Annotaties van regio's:
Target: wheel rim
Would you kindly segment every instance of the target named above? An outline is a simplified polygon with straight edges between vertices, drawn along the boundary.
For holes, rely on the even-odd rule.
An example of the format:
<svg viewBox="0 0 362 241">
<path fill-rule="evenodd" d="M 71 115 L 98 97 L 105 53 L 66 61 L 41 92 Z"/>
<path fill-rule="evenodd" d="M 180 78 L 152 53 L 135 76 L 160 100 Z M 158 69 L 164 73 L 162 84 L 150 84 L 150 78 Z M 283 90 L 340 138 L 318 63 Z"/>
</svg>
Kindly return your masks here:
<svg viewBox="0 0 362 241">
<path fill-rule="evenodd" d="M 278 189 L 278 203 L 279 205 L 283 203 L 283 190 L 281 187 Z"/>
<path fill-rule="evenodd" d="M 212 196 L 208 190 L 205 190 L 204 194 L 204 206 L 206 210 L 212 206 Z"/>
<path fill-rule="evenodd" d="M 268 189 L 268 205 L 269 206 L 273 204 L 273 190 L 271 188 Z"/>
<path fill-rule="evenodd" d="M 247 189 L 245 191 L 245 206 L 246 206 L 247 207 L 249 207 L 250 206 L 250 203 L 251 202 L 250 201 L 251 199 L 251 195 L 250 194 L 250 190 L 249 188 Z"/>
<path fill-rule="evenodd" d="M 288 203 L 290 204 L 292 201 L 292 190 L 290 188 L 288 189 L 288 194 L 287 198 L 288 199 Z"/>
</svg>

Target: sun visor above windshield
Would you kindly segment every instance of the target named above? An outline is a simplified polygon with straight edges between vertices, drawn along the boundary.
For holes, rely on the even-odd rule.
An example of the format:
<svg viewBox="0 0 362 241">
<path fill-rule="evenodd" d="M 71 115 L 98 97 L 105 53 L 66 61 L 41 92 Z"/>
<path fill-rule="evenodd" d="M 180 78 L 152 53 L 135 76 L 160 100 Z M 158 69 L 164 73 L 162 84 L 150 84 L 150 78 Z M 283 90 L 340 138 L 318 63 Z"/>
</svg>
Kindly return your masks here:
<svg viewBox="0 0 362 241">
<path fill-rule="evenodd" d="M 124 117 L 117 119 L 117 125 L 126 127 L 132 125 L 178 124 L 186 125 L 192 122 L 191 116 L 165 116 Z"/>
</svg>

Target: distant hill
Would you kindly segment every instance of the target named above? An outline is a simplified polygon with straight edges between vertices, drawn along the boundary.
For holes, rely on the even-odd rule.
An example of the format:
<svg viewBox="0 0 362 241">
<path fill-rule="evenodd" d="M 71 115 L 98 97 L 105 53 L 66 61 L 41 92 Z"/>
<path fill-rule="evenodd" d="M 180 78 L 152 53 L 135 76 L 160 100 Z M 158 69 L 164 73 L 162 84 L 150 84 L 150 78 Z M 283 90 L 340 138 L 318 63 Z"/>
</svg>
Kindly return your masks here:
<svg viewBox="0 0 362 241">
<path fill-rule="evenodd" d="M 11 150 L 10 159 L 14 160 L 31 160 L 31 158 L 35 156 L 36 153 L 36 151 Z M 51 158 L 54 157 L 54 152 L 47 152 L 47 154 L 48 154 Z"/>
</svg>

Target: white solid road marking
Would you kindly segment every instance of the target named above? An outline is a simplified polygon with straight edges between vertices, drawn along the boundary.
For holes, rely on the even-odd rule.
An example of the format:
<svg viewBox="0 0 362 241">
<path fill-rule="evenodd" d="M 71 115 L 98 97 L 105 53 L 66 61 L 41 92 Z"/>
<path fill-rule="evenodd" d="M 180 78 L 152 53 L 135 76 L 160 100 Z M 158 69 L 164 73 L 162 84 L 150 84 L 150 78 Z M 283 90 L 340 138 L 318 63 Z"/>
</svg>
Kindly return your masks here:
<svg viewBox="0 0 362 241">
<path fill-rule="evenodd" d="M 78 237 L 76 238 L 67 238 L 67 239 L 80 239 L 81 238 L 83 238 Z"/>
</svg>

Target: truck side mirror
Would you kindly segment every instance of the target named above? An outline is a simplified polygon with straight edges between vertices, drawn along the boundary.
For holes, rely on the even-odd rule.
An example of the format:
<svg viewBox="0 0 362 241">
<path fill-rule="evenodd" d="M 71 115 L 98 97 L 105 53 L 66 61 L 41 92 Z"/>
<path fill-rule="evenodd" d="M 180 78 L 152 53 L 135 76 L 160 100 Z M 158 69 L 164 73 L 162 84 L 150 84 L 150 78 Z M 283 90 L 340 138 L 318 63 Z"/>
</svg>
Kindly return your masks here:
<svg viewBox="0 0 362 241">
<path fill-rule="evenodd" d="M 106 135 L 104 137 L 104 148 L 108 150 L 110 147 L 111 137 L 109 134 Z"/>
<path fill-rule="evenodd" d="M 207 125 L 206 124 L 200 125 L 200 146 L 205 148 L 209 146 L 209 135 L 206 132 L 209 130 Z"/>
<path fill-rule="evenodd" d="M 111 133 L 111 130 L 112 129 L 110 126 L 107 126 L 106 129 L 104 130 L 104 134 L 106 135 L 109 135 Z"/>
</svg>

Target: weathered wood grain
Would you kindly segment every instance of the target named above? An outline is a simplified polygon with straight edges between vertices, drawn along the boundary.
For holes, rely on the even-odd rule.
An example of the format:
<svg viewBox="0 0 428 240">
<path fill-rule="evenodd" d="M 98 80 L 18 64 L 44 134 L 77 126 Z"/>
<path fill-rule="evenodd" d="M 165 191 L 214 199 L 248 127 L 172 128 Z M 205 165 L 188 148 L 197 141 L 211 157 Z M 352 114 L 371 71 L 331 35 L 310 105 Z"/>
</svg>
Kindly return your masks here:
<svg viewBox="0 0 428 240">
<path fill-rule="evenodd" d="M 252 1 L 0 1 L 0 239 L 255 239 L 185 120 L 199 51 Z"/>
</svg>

◆ Werkinstructies: Neem alle records hierboven regel voor regel letterlijk over.

◆ Schriftelijk antwoord:
Target: wheel rim
Would you kindly segment every instance of the target named above? An outline is a simplified polygon with straight edges between vertices, drawn along the boundary.
For holes, rely on the even-odd rule.
An example of the format:
<svg viewBox="0 0 362 241">
<path fill-rule="evenodd" d="M 71 115 L 98 97 L 105 53 L 66 61 L 41 92 Z"/>
<path fill-rule="evenodd" d="M 180 78 L 152 53 L 135 76 L 160 100 Z M 158 69 L 164 73 L 162 84 L 150 84 L 150 78 Z M 283 90 L 340 138 L 318 63 Z"/>
</svg>
Kindly return your masks here:
<svg viewBox="0 0 362 241">
<path fill-rule="evenodd" d="M 278 189 L 278 203 L 279 205 L 283 203 L 283 190 L 281 187 Z"/>
<path fill-rule="evenodd" d="M 212 196 L 208 190 L 205 190 L 204 194 L 204 206 L 206 210 L 212 206 Z"/>
<path fill-rule="evenodd" d="M 268 189 L 268 205 L 269 206 L 273 204 L 273 190 L 271 188 Z"/>
<path fill-rule="evenodd" d="M 247 189 L 245 191 L 245 206 L 246 206 L 247 207 L 249 207 L 250 206 L 250 203 L 251 202 L 250 201 L 251 199 L 251 195 L 250 194 L 250 190 L 249 188 Z"/>
<path fill-rule="evenodd" d="M 288 203 L 290 204 L 292 201 L 292 190 L 290 188 L 288 189 L 288 194 L 287 198 L 288 199 Z"/>
</svg>

Target: sun visor above windshield
Would you kindly segment every instance of the target named above? An outline is a simplified polygon with straight edges between vertices, drawn along the boundary.
For holes, rely on the even-odd rule.
An example of the format:
<svg viewBox="0 0 362 241">
<path fill-rule="evenodd" d="M 71 115 L 98 97 L 105 53 L 66 61 L 41 92 Z"/>
<path fill-rule="evenodd" d="M 180 78 L 152 53 L 135 76 L 160 100 Z M 158 69 L 164 73 L 162 84 L 150 84 L 150 78 Z M 283 90 L 340 138 L 318 63 Z"/>
</svg>
Kindly return your masks here:
<svg viewBox="0 0 362 241">
<path fill-rule="evenodd" d="M 124 117 L 117 119 L 117 125 L 126 127 L 132 125 L 178 124 L 186 125 L 192 122 L 191 116 L 165 116 Z"/>
</svg>

Target: distant hill
Would you kindly segment every instance of the target named above? An outline is a simplified polygon with straight edges between vertices, drawn along the boundary.
For holes, rely on the even-odd rule.
An example of the format:
<svg viewBox="0 0 362 241">
<path fill-rule="evenodd" d="M 71 115 L 98 97 L 105 53 L 66 61 L 41 92 Z"/>
<path fill-rule="evenodd" d="M 180 78 L 152 53 L 135 76 L 160 100 Z M 158 69 L 164 73 L 162 84 L 150 84 L 150 78 Z M 283 90 L 340 138 L 318 63 Z"/>
</svg>
Kindly return your masks here:
<svg viewBox="0 0 362 241">
<path fill-rule="evenodd" d="M 11 150 L 10 159 L 14 160 L 31 160 L 31 158 L 35 156 L 36 153 L 36 151 Z M 51 158 L 54 157 L 54 152 L 47 152 L 47 154 L 48 154 Z"/>
</svg>

Target: white solid road marking
Would you kindly segment every instance of the target named above? An outline is a simplified polygon with straight edges between vertices, drawn along the boundary.
For holes, rely on the even-odd rule.
An example of the format:
<svg viewBox="0 0 362 241">
<path fill-rule="evenodd" d="M 71 115 L 98 97 L 105 53 L 66 61 L 41 92 Z"/>
<path fill-rule="evenodd" d="M 180 78 L 152 53 L 135 76 L 160 100 Z M 158 69 L 164 73 L 162 84 L 150 84 L 150 78 Z M 283 90 L 340 138 L 318 63 Z"/>
</svg>
Kindly return your masks here:
<svg viewBox="0 0 362 241">
<path fill-rule="evenodd" d="M 78 237 L 76 238 L 67 238 L 67 239 L 80 239 L 81 238 L 83 238 Z"/>
</svg>

Target: truck side mirror
Would you kindly segment every instance of the target named above? An outline is a simplified polygon with straight edges between vertices, drawn along the boundary.
For holes, rely on the even-odd rule.
An example of the format:
<svg viewBox="0 0 362 241">
<path fill-rule="evenodd" d="M 71 115 L 98 97 L 105 53 L 66 61 L 41 92 Z"/>
<path fill-rule="evenodd" d="M 180 78 L 152 53 L 135 76 L 160 100 Z M 158 69 L 164 73 L 162 84 L 150 84 L 150 78 Z M 283 90 L 340 138 L 318 63 Z"/>
</svg>
Kindly return your masks here:
<svg viewBox="0 0 362 241">
<path fill-rule="evenodd" d="M 106 135 L 104 137 L 104 148 L 108 150 L 110 147 L 111 137 L 109 134 Z"/>
<path fill-rule="evenodd" d="M 207 125 L 206 124 L 200 125 L 200 146 L 205 148 L 209 146 L 209 135 L 206 132 L 209 130 Z"/>
<path fill-rule="evenodd" d="M 111 133 L 111 130 L 112 129 L 110 126 L 107 126 L 106 129 L 104 130 L 104 134 L 106 135 L 109 135 Z"/>
</svg>

Target: weathered wood grain
Would you kindly segment every instance of the target named above? An outline is a simplified polygon with straight edges between vertices, drawn along the boundary.
For holes, rely on the even-odd rule.
An example of the format:
<svg viewBox="0 0 428 240">
<path fill-rule="evenodd" d="M 98 80 L 18 64 L 44 134 L 77 126 Z"/>
<path fill-rule="evenodd" d="M 165 191 L 214 199 L 248 127 L 172 128 Z M 205 165 L 188 148 L 197 141 L 211 157 Z M 352 114 L 371 71 L 331 35 L 310 105 Z"/>
</svg>
Kindly return your masks here:
<svg viewBox="0 0 428 240">
<path fill-rule="evenodd" d="M 252 1 L 0 1 L 0 239 L 255 239 L 185 120 L 199 51 Z"/>
</svg>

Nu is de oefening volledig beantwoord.